TO BE DONE
Gather every line in the records below that contains the string "woman", and copy each of those lines in full. Case counts.

RECORDS FOR THIS EXERCISE
★ ★ ★ ★

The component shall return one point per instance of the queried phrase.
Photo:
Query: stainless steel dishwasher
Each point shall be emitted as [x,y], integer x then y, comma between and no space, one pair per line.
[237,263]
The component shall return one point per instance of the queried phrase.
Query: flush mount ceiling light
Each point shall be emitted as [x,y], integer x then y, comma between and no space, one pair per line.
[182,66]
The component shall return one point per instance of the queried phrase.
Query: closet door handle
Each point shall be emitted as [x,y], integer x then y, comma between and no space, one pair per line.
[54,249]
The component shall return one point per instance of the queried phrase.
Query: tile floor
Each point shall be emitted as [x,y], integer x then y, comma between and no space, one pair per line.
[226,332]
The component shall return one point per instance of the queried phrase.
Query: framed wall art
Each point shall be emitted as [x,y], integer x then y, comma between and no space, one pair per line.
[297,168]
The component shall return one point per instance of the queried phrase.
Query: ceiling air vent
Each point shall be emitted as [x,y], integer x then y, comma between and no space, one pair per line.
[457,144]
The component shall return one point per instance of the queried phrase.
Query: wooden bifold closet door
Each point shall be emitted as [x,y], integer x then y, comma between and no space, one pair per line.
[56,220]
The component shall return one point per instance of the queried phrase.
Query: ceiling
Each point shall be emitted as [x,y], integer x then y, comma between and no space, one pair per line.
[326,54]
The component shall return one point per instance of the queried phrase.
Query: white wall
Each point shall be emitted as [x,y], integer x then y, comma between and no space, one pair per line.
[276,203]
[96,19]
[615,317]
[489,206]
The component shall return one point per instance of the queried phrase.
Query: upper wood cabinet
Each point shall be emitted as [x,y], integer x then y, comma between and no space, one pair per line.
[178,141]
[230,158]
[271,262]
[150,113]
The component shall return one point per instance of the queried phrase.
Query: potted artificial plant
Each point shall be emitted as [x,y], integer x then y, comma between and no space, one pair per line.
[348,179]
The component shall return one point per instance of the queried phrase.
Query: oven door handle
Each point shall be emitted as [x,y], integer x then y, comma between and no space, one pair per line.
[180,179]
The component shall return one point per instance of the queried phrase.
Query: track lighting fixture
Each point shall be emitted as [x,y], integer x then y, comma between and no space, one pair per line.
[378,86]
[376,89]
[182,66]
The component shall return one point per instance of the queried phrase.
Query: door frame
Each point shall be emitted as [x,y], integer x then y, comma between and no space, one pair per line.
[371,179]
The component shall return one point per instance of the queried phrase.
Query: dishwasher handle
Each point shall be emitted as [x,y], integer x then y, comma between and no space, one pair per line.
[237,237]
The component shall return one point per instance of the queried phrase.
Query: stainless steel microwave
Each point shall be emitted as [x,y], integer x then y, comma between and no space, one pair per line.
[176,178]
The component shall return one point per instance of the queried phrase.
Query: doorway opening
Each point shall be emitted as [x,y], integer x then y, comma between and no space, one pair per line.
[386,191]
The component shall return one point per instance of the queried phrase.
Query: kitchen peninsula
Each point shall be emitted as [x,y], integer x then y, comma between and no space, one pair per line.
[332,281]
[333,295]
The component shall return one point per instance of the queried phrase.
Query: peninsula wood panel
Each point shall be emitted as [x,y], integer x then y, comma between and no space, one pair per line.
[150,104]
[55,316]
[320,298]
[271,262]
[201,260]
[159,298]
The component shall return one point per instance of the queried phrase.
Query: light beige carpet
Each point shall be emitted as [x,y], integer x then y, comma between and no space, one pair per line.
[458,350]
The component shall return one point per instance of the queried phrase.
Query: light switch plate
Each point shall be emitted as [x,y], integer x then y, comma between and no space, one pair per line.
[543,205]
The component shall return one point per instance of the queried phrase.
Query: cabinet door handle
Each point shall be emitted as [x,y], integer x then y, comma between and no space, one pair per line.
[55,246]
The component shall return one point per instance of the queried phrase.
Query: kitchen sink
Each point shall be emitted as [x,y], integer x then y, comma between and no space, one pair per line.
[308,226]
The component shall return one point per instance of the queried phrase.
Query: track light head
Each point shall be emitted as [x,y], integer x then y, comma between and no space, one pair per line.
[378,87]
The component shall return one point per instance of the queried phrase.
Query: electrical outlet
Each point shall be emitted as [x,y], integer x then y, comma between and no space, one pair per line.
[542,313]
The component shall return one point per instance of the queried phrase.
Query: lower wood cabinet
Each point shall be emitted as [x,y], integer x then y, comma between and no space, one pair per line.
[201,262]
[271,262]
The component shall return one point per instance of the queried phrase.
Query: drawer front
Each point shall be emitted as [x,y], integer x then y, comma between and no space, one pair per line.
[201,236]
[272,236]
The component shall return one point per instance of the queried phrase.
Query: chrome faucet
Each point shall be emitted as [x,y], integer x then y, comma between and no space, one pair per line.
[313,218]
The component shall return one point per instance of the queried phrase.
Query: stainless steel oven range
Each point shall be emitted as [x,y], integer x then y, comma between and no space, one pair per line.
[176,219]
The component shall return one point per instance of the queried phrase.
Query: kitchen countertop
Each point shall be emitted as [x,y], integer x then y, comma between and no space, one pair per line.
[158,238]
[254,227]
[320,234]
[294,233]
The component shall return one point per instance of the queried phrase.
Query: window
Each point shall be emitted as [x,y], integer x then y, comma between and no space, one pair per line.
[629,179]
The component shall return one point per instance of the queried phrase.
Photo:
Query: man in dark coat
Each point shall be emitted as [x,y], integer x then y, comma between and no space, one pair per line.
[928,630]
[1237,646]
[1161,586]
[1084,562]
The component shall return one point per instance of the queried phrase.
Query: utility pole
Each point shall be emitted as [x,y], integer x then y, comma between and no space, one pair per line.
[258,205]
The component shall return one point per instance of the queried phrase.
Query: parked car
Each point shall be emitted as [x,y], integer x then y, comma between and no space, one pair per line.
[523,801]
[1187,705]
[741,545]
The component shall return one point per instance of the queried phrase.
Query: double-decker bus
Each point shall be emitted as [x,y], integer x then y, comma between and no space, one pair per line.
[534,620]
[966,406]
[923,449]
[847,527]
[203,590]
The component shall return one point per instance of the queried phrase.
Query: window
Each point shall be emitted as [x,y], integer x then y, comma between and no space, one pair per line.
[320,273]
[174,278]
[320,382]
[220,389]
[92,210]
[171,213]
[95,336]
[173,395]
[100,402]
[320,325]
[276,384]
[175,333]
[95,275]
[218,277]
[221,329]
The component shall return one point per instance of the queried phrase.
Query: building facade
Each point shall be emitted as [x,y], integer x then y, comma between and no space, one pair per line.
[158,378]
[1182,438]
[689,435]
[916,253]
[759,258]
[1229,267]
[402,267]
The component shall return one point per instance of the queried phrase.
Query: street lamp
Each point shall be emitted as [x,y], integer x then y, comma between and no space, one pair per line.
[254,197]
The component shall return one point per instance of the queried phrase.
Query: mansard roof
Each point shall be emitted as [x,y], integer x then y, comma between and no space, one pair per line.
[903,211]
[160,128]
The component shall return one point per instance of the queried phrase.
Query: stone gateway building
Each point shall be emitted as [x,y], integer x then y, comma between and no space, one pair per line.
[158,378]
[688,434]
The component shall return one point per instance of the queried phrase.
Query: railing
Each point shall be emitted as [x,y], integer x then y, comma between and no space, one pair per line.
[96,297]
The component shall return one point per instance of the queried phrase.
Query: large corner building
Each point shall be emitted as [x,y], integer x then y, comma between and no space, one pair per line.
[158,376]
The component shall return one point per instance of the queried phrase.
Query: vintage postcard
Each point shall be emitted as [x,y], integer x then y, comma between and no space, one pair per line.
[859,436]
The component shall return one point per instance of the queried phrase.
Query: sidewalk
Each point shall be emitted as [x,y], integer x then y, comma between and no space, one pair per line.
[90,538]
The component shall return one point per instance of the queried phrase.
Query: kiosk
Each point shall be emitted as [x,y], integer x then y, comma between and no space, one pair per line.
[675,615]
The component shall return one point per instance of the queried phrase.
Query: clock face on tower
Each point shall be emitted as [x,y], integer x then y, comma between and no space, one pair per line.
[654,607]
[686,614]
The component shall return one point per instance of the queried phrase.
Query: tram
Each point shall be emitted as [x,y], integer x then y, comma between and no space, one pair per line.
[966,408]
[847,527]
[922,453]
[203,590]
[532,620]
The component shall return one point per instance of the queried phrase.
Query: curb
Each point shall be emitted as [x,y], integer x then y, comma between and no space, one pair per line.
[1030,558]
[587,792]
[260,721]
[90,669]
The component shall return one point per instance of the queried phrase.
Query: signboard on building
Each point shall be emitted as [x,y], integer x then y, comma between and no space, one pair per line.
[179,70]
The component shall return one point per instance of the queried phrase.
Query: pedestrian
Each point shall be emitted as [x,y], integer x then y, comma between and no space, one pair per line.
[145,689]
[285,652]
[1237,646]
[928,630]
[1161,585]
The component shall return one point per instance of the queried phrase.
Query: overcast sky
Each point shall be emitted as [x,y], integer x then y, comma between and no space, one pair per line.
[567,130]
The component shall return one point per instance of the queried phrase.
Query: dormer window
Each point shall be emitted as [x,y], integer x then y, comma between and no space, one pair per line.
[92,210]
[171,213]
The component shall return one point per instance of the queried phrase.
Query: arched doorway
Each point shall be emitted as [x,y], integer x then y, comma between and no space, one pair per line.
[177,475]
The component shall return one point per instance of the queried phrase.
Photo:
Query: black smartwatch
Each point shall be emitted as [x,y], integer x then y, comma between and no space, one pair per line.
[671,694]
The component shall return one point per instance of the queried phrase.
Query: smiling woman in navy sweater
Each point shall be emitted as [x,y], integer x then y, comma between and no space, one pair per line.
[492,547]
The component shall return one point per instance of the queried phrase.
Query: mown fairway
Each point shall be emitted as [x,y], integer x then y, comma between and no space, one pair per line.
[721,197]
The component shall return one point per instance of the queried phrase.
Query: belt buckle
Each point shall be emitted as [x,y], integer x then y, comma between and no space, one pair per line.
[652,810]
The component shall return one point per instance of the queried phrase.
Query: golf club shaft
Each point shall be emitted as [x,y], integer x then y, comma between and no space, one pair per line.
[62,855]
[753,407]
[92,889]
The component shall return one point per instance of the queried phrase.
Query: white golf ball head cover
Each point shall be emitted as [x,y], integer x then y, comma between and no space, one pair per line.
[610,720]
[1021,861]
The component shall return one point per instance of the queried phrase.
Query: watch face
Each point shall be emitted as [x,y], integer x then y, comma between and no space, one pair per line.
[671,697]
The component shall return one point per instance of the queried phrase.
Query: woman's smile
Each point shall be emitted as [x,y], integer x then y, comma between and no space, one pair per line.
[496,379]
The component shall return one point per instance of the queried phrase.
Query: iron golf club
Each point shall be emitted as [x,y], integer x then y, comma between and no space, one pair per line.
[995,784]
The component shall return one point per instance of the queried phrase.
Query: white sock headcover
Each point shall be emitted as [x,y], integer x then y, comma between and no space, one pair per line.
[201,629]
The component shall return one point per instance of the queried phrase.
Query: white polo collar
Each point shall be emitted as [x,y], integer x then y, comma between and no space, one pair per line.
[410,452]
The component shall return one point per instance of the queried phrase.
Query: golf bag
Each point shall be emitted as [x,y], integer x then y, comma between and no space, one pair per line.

★ ★ ★ ★

RESULT FOR THIS TASK
Query: smiling woman in navy sweater
Query: woman's smile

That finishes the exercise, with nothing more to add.